# What to do
Repeat the entries that follow verbatim, without any of their pictures.

Image point annotation entries:
- - -
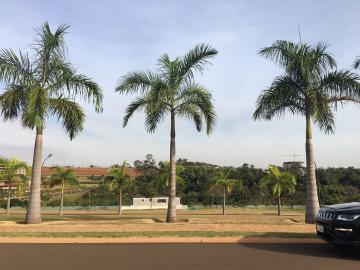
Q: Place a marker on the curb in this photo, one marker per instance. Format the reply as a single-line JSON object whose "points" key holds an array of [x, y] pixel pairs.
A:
{"points": [[162, 240]]}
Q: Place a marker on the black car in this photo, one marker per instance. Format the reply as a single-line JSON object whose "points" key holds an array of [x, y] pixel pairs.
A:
{"points": [[339, 223]]}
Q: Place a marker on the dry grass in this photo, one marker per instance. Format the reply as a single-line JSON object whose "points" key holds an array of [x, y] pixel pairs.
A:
{"points": [[104, 221]]}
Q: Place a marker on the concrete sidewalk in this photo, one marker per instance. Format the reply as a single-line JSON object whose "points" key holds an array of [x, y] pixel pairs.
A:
{"points": [[141, 240]]}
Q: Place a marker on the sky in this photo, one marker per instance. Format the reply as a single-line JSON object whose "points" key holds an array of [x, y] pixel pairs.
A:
{"points": [[110, 38]]}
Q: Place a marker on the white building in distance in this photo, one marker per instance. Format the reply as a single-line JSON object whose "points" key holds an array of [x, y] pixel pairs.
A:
{"points": [[155, 203]]}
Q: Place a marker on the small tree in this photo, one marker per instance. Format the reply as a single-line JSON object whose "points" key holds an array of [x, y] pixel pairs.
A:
{"points": [[65, 178], [117, 180], [279, 182], [222, 181], [172, 92], [13, 174]]}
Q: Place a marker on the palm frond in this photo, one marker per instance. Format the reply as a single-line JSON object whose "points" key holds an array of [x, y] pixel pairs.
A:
{"points": [[284, 94], [196, 60], [35, 112], [135, 82], [196, 101], [341, 83], [138, 104], [13, 101]]}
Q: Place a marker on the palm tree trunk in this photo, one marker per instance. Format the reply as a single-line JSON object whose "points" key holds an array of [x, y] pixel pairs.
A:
{"points": [[8, 200], [279, 205], [171, 212], [224, 201], [120, 201], [312, 201], [61, 202], [33, 213]]}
- - -
# Result of the exercise
Q: Place a marker on the curb in this photo, one marker per instance. Format the reply as a single-line JSON object whose "points" key holds an array of [x, y] pixel pairs.
A:
{"points": [[162, 240]]}
Q: Place a marker on the black car in this photo, one marker per instance. Format the reply as a single-line JSON object whose "points" key holds an array of [x, y] pixel pairs.
A:
{"points": [[339, 223]]}
Q: Place a marker on the dry grass in this photo, one marker per instance. Format the reply as a single-line JSON object whose "points" key holds an array of [x, y] pixel pairs.
A:
{"points": [[104, 221]]}
Q: Place a marker on the concrete sidewalk in this photo, one marker per instance. Format the reply as a single-line JSON object whose "points" key holds an array of [x, y] pixel pairs.
A:
{"points": [[141, 240]]}
Q: Place a marker on the sky in this photo, one marker per instance. Format the reply as a single-line JSON object whose "points" key holds an array of [x, y] pixel pairs.
A:
{"points": [[110, 38]]}
Q: Place a marker on the white building in distance in this photo, one marker per instance. Format the reply as a single-line JSON object whose "points" key holds an array of [x, y] pixel pairs.
A:
{"points": [[155, 203]]}
Q: Place a marker on the small tree in this photo, one marker per instance. Format the reply as a single-line JSON object whose "points" key holds an array of [x, y] pixel pairs.
A:
{"points": [[65, 178], [117, 180], [279, 182], [222, 181], [172, 92], [13, 174]]}
Q: Place a marker on the palm frond in this photo, one marker per instance. Format the reply as a single-line JSON object whose "points" key holds an array of [x, y] pixel pairs.
A:
{"points": [[284, 94], [196, 60], [35, 112], [135, 82], [196, 101], [341, 83], [138, 104], [13, 101]]}
Q: Place a marker on the palm tree trunk in this photo, one marker per instance. Format the reply as a single-line JSON object whose "points" key holds an array of [x, y] pixel pairs.
A:
{"points": [[8, 200], [279, 205], [171, 212], [224, 201], [120, 201], [312, 201], [61, 202], [33, 213]]}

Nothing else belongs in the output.